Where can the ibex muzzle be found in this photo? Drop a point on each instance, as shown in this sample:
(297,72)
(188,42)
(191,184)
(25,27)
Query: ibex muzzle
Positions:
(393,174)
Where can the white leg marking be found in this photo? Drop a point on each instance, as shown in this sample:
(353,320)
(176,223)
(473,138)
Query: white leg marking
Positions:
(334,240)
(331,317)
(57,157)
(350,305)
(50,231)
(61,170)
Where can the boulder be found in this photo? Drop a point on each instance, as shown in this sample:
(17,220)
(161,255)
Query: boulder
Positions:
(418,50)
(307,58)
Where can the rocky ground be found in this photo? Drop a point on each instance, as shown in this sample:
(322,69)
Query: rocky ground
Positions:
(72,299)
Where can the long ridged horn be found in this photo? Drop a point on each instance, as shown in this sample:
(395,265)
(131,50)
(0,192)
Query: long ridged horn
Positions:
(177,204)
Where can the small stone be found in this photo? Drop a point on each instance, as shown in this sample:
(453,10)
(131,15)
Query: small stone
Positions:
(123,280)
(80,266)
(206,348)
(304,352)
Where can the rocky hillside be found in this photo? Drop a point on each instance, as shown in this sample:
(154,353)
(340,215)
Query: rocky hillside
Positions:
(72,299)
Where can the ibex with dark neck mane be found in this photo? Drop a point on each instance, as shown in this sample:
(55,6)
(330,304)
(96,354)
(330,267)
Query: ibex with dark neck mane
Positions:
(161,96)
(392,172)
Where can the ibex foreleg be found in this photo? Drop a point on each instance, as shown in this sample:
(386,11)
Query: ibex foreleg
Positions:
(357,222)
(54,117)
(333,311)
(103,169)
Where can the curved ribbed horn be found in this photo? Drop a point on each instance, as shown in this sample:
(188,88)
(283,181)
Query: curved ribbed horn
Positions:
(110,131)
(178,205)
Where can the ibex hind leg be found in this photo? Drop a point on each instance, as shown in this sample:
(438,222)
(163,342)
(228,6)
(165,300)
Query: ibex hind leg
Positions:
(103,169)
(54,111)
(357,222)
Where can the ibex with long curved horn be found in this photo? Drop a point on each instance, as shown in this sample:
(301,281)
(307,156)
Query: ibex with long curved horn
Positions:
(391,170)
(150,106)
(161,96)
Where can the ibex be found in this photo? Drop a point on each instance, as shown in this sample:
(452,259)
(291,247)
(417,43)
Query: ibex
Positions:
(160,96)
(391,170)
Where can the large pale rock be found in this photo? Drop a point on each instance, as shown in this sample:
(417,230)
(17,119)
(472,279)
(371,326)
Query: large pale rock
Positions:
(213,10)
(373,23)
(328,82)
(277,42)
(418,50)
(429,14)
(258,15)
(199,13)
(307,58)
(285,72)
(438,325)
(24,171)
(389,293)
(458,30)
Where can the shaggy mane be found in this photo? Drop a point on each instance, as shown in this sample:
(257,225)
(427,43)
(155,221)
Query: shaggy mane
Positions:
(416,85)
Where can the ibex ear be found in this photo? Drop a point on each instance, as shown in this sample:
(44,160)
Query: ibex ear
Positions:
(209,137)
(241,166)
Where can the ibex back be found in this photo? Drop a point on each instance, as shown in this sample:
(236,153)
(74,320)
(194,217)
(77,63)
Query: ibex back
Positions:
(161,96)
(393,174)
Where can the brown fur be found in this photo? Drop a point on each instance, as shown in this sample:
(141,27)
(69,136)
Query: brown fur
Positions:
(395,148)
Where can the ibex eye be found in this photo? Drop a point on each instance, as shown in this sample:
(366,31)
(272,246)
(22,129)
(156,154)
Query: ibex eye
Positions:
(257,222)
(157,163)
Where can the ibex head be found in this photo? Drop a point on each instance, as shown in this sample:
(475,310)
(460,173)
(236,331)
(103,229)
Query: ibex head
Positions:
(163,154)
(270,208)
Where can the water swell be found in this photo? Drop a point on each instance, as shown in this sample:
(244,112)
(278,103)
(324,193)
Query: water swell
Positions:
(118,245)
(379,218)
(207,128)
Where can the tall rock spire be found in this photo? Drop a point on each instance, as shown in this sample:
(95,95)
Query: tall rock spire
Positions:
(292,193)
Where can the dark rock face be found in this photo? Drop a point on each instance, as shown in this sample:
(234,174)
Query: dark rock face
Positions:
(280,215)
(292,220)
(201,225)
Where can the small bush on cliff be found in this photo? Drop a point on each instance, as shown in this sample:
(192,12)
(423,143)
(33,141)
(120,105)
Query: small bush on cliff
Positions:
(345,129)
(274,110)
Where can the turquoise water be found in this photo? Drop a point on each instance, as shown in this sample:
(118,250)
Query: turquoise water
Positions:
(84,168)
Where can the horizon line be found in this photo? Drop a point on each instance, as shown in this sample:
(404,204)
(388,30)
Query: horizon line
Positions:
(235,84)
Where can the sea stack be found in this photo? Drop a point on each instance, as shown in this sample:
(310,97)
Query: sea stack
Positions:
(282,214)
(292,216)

■ **Problem to work on**: Rewrite the full listing above, replacing each "Drop a point" with "Place a marker" and leaving everything else intact.

■ **Result below**:
Where can the ibex muzzle be found in this photo? Place a marker on each instance, as shown in this sample:
(297,72)
(188,42)
(191,184)
(25,27)
Query: ibex muzzle
Positions:
(393,174)
Where can the white leg marking be found in this photo? Place a marker on each instance, as shown in this sample:
(353,320)
(176,223)
(473,138)
Query: white leg marking
Positions:
(334,240)
(331,317)
(57,157)
(350,305)
(50,231)
(61,170)
Where can the boulder be found in this photo? Place a marker on each instance, as shown in this sample:
(17,220)
(161,255)
Query: boulder
Positions:
(418,50)
(307,58)
Where can the rocky ground be found in this photo? Place a marker on each instance, as shown in this sample:
(322,69)
Query: rocky ground
Positions:
(72,299)
Where can the long ridged horn be found in this photo? Place a marker on each instance, as shown in this sample:
(395,265)
(131,50)
(0,192)
Query: long ridged horn
Positions:
(177,204)
Where can the small stone be found in this photo? Place a marker on each instance, as shown in this sample:
(453,10)
(131,15)
Query: small stone
Positions:
(123,280)
(80,266)
(206,348)
(304,352)
Where can the rocky hillside be found in this photo? Place a marker on each instance, as shown in this sample:
(154,353)
(340,215)
Query: rocky hillside
Positions:
(72,299)
Where can the ibex with dark neck mane be found in this photo? Place a marker on each instance, as shown in this sample:
(55,6)
(330,304)
(96,354)
(330,267)
Query: ibex with dark neck mane
Positions:
(161,96)
(392,172)
Where can the ibex foreleg be found in this photo? Place a marker on each instance, as shown in this sample:
(386,11)
Query: ibex foreleg
Positions:
(357,222)
(54,117)
(333,311)
(103,169)
Where can the curved ribbed horn be found in this photo? Place a marker on each instance, as shown in this sample:
(188,88)
(283,181)
Query: curved ribbed horn
Positions:
(110,131)
(178,205)
Where can the ibex hind leg be found in this photo? Place a marker on each instance, as shown in this sample:
(438,222)
(163,342)
(228,6)
(165,300)
Query: ibex hind leg
Positions:
(103,169)
(54,111)
(357,222)
Where can the ibex with long curved horn be found in this photo? Place a marker on each instance, as shown in this sample:
(301,281)
(307,156)
Query: ibex with long curved horn
Positions:
(391,170)
(150,106)
(161,96)
Where can the ibex be found in this photo? Place a marker on each instance, as shown in this sample:
(452,259)
(291,247)
(417,43)
Query: ibex
Positions:
(160,96)
(391,170)
Where can the large pale rock be found in this photo? Place a marker on each instance, as shown in this sample:
(417,230)
(17,119)
(472,279)
(371,326)
Query: large pale rock
Positions:
(213,10)
(373,23)
(328,82)
(277,42)
(418,50)
(429,14)
(258,15)
(199,13)
(307,58)
(285,72)
(438,325)
(24,171)
(389,293)
(458,30)
Where can the shaggy mane be found in this photo? Place a marker on each instance, as shown in this sample:
(257,225)
(427,43)
(155,221)
Query: shaggy mane
Positions:
(416,85)
Where can the ibex ear be found in this photo? Place a marker on each instance, as shown in this sample:
(44,160)
Query: ibex ear
Positions:
(209,137)
(241,166)
Where can the ibex back be found in this photo? Place a marker on each instance, as shown in this sample:
(236,153)
(74,320)
(194,217)
(77,63)
Query: ibex back
Positions:
(161,96)
(393,174)
Where can the brown fur be found in this photo? Place a marker on each instance, as shown in this sample:
(141,27)
(69,136)
Query: brown fur
Positions:
(395,148)
Where can the ibex eye be found in this photo? Place a marker on each instance, as shown in this sample:
(366,31)
(272,246)
(22,129)
(156,154)
Query: ibex eye
Positions:
(257,222)
(157,163)
Where can the ibex head be found in this photo? Place a marker on each instance, as shown in this sample:
(475,310)
(460,173)
(236,331)
(103,229)
Query: ibex head
Positions:
(163,154)
(270,208)
Where can the water swell be found in this photo? Place a marker on each instance, as shown in this sample:
(244,112)
(278,103)
(324,193)
Query: water swell
Positions:
(118,245)
(379,218)
(207,128)
Where can the tall rock spire be found in this photo? Place a marker on each instance, as shown in this sample:
(95,95)
Query: tall rock spire
Positions:
(292,193)
Where can the dark rock face be found in this photo? Place a marker on each instance, as shown in this sample:
(234,174)
Query: dark rock face
Positions:
(280,215)
(292,220)
(201,225)
Where can the small bush on cliff be found in this photo? Place a marker on each instance, as shown in this sample:
(192,12)
(423,143)
(33,141)
(120,105)
Query: small bush on cliff
Positions:
(345,129)
(274,110)
Where can the turquoise water be found in this photo? Place a marker on each instance, as shown in this sample:
(118,250)
Query: turquoise water
Positions:
(84,168)
Where can the horizon line be found in this photo? Place a marker on each instance, as shown in this sample:
(404,204)
(388,30)
Query: horizon line
Positions:
(235,84)
Where can the sea stack be found in this photo? Place a marker on each instance, as shown in this sample:
(310,97)
Query: sea stack
Positions:
(282,214)
(292,216)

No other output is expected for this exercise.